§ **WHAT IS EXPECTED**
Copy out the lines below, from the first one down through the line that contains "--fill-rule evenodd", keeping every character unchanged.
── SUPPLIED MATERIAL ──
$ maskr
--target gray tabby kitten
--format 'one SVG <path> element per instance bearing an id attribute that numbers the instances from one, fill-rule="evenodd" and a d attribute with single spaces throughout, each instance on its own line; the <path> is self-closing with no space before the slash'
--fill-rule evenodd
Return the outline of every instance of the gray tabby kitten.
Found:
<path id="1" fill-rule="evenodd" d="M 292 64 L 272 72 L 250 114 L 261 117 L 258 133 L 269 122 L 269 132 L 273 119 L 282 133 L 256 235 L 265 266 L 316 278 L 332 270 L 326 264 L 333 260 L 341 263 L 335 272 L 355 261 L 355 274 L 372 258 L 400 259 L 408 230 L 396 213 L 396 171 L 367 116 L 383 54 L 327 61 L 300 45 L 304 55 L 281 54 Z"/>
───
§ **EXERCISE OUTPUT**
$ maskr
--target gray tabby kitten
--format 'one SVG <path> element per instance bearing an id attribute that numbers the instances from one, fill-rule="evenodd" and a d attribute with single spaces throughout, each instance on its own line; the <path> is self-closing with no space before the slash'
--fill-rule evenodd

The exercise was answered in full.